→ Problem statement
Exact copies of all the records are to be output.

(Spatial localization data)
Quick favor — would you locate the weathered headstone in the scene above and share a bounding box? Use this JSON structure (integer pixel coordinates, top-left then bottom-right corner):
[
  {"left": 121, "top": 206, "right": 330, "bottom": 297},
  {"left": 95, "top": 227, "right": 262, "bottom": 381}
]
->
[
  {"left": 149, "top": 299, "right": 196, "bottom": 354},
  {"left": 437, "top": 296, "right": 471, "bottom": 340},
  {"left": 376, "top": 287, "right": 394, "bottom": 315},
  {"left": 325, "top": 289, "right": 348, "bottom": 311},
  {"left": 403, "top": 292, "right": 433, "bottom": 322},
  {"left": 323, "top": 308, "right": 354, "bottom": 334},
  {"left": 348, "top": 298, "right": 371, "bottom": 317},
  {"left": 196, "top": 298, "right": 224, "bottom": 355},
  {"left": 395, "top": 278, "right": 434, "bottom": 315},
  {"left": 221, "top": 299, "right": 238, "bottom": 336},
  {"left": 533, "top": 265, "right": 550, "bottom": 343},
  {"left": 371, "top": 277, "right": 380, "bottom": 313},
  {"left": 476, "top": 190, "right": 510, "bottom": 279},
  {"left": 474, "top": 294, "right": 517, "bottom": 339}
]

→ Output of the exercise
Quick favor — would you locate the weathered headstone in the scene above and share a bounding box? Use this JSON structure (integer pixel coordinates, top-left then bottom-right corner):
[
  {"left": 121, "top": 206, "right": 330, "bottom": 297},
  {"left": 95, "top": 227, "right": 262, "bottom": 381}
]
->
[
  {"left": 149, "top": 299, "right": 196, "bottom": 354},
  {"left": 437, "top": 296, "right": 471, "bottom": 340},
  {"left": 376, "top": 287, "right": 394, "bottom": 315},
  {"left": 325, "top": 289, "right": 348, "bottom": 311},
  {"left": 403, "top": 292, "right": 433, "bottom": 322},
  {"left": 323, "top": 308, "right": 354, "bottom": 334},
  {"left": 348, "top": 298, "right": 371, "bottom": 317},
  {"left": 196, "top": 298, "right": 224, "bottom": 355},
  {"left": 395, "top": 278, "right": 434, "bottom": 315},
  {"left": 221, "top": 299, "right": 238, "bottom": 336},
  {"left": 533, "top": 265, "right": 550, "bottom": 343},
  {"left": 371, "top": 277, "right": 380, "bottom": 313},
  {"left": 476, "top": 190, "right": 510, "bottom": 279},
  {"left": 474, "top": 294, "right": 517, "bottom": 339}
]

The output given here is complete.